EXERCISE AIM: Copy out every line of the data below, shifting each point coordinate by adding 126 to both numbers and leaving all other lines as they are. Leave the pictures out of your answer.

RECORDS TO PROCESS:

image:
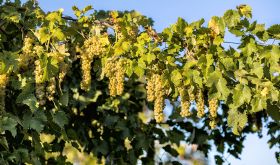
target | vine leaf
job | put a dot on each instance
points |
(237, 121)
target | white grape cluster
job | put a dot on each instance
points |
(151, 88)
(213, 107)
(200, 103)
(27, 55)
(40, 85)
(159, 99)
(3, 83)
(115, 70)
(51, 89)
(185, 103)
(155, 92)
(93, 47)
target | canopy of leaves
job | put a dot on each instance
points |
(118, 128)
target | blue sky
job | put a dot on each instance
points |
(166, 12)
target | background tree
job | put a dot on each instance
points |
(90, 82)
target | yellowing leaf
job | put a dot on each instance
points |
(217, 25)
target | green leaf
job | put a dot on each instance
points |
(231, 18)
(274, 31)
(274, 111)
(222, 89)
(237, 121)
(34, 121)
(245, 10)
(171, 151)
(241, 94)
(8, 124)
(176, 77)
(258, 103)
(60, 118)
(217, 25)
(64, 98)
(250, 48)
(139, 71)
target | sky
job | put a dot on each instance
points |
(166, 12)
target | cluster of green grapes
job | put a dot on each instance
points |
(93, 47)
(185, 102)
(151, 88)
(40, 84)
(155, 92)
(200, 103)
(51, 89)
(213, 107)
(27, 55)
(3, 83)
(115, 70)
(191, 94)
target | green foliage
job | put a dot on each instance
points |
(40, 92)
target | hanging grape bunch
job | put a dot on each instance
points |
(94, 46)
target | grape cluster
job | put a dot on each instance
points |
(200, 103)
(115, 71)
(93, 47)
(27, 54)
(185, 103)
(151, 88)
(212, 123)
(3, 83)
(159, 99)
(62, 72)
(191, 94)
(51, 89)
(40, 85)
(213, 107)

WRITTEN SOLUTION:
image:
target | vine leaf
job | put a dot on each instance
points |
(363, 247)
target | white grape cluster
job | put a dot on each instance
points |
(277, 214)
(339, 233)
(326, 229)
(153, 181)
(166, 211)
(285, 225)
(129, 209)
(241, 196)
(177, 215)
(311, 229)
(281, 218)
(219, 173)
target | canopy of leaves
job | put a dot on each instance
points |
(244, 254)
target | blue sky
job | put a dot on each instance
points |
(292, 138)
target | background tree
job | put a dot on each instance
points |
(216, 208)
target | yellowing leaf
job | put a dot on each instance
points |
(343, 151)
target | green leaf
job | put a dot on each instance
points |
(357, 144)
(400, 157)
(400, 237)
(348, 215)
(363, 247)
(160, 247)
(371, 136)
(297, 277)
(367, 220)
(134, 250)
(302, 203)
(384, 229)
(186, 244)
(343, 151)
(190, 224)
(376, 174)
(265, 197)
target | sky
job | put a dot on each instance
points |
(292, 138)
target | cluster of green grapes
job | put a dot on each instance
points |
(219, 173)
(311, 228)
(277, 214)
(166, 210)
(281, 218)
(326, 229)
(177, 215)
(339, 233)
(153, 181)
(129, 209)
(241, 196)
(317, 220)
target | green foliage
job | put a dot on each instance
points |
(166, 218)
target | hanging grape bunch
job | put a dot on each instance
points |
(220, 172)
target | grape cluster
job | put a dot on each instance
points |
(326, 229)
(241, 197)
(219, 173)
(153, 180)
(311, 229)
(277, 214)
(338, 249)
(129, 209)
(285, 225)
(188, 198)
(317, 220)
(177, 215)
(166, 211)
(339, 233)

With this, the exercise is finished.